Charge Operators & Electric Charge - Wikipedia

[Superfluid universe]

In the wikipedia article about Charge, it says that when the symmetry group is a Lie group, then the charge operators correspond to the simple roots of the root system of the Lie algebra. So for U(1) group, how do the simple roots show that the charge in question is the electric charge?

 

[PeterDonis]

So for U(1) group, how do the simple roots show that the charge in question is the electric charge?

I'm not sure what you mean. Electric charge is defined as the charge associated with the U(1) symmetry of the electromagnetic interaction.

 

[Superfluid universe]

Hello, thank you for replying to me. :)
Well, i mean how does the charge "correspond" to the simple roots then?

 

[PeterDonis]

how does the charge "correspond" to the simple roots

Have you read through the Wikipedia articles linked to in the one about charge? These in particular seem relevant:

https://en.wikipedia.org/wiki/Weight_(representation_theory)#Highest-weight_module

https://en.wikipedia.org/wiki/Root_system

This is pretty advanced math and you should not expect it to seem obvious (at least, not by any non-mathematician's definition of "obvious").

 

[Superfluid universe]

Thanks for replying to me, Peter. I get that it is complicated, but is there any way of explaining it a bit simplified? At least what they mean by "correspond to".

 

[PeterDonis]

is there any way of explaining it a bit simplified?

I don't know that there is.

At least what they mean by "correspond to".

Mask labeling items:

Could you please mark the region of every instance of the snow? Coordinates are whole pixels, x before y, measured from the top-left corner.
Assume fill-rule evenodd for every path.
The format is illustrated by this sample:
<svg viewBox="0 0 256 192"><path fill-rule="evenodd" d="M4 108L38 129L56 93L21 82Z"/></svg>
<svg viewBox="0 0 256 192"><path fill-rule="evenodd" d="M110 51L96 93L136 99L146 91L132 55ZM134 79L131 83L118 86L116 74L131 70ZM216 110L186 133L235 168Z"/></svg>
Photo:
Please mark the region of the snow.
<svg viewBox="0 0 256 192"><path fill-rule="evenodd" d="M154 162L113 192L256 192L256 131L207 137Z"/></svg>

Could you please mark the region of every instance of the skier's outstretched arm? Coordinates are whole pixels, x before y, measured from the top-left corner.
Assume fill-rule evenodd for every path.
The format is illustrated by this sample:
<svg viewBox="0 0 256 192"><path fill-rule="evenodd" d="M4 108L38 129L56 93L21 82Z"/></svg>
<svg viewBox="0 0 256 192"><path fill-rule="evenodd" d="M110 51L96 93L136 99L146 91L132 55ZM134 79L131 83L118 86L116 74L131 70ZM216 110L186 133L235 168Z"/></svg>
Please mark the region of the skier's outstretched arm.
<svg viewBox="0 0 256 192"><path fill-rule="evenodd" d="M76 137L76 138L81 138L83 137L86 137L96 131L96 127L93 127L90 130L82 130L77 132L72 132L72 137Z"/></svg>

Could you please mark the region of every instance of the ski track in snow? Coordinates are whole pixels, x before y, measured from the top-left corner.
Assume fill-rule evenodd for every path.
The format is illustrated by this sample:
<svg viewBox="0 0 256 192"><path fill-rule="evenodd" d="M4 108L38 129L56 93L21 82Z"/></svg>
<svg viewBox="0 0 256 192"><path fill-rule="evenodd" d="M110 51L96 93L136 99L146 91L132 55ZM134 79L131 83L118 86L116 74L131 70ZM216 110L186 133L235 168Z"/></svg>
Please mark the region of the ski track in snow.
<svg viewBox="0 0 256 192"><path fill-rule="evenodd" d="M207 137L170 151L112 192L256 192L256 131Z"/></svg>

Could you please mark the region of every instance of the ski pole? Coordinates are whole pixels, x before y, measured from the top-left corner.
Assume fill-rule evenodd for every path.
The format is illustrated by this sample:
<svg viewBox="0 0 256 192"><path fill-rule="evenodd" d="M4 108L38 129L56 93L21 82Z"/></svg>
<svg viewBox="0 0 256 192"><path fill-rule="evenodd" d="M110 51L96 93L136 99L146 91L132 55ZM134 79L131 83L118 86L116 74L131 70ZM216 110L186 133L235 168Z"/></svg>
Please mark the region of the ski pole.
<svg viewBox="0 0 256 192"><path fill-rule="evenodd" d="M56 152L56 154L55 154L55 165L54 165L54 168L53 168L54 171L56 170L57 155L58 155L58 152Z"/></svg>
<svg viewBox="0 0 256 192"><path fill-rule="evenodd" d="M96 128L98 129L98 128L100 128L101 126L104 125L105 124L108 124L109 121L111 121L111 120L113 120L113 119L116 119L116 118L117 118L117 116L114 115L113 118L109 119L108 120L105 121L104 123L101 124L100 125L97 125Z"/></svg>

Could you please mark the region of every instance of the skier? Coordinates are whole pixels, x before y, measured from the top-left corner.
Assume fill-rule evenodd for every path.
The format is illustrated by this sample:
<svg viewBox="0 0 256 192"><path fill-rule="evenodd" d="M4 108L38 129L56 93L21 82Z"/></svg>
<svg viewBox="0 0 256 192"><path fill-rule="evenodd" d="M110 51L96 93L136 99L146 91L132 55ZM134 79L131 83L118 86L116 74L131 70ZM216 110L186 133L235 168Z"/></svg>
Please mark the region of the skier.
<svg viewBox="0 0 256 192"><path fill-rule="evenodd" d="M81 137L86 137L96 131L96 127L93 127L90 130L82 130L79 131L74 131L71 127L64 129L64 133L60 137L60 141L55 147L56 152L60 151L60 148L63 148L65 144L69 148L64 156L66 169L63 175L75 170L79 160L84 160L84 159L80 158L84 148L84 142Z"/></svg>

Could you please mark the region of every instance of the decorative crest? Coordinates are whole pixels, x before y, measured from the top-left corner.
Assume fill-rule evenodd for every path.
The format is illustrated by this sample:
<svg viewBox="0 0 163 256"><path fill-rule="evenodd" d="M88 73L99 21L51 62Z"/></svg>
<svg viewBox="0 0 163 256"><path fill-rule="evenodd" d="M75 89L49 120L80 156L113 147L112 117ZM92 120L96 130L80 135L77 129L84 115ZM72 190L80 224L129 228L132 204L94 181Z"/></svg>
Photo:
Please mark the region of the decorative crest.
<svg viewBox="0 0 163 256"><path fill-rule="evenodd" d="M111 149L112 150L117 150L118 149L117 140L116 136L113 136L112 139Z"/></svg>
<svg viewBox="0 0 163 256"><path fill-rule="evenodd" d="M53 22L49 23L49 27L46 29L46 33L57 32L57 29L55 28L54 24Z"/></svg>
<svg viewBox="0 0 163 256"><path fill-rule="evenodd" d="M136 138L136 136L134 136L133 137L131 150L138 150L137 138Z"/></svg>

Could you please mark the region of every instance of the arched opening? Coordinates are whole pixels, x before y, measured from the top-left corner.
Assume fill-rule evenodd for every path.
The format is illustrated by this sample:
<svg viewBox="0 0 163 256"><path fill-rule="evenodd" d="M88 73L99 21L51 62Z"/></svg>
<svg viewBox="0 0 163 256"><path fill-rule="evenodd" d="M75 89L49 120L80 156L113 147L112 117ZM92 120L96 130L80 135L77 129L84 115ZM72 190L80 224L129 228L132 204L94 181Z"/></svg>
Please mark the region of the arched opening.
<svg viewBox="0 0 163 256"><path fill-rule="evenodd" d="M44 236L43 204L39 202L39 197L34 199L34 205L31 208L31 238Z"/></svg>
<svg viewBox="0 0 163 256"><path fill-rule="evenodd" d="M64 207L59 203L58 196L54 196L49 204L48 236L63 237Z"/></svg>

Exercises:
[1] Reproduce the passage of the forum thread on charge operators starting with "Charge Operators &" and going on through "the electromagnetic interaction.".
[2] According to the forum thread on charge operators, how is electric charge defined?

Results in order:
[1]
Charge Operators & Electric Charge - Wikipedia

[Superfluid universe]

In the wikipedia article about Charge, it says that when the symmetry group is a Lie group, then the charge operators correspond to the simple roots of the root system of the Lie algebra. So for U(1) group, how do the simple roots show that the charge in question is the electric charge?

 

[PeterDonis]

So for U(1) group, how do the simple roots show that the charge in question is the electric charge?

I'm not sure what you mean. Electric charge is defined as the charge associated with the U(1) symmetry of the electromagnetic interaction.

[2] Electric charge is defined as the charge associated with the U(1) symmetry of the electromagnetic interaction.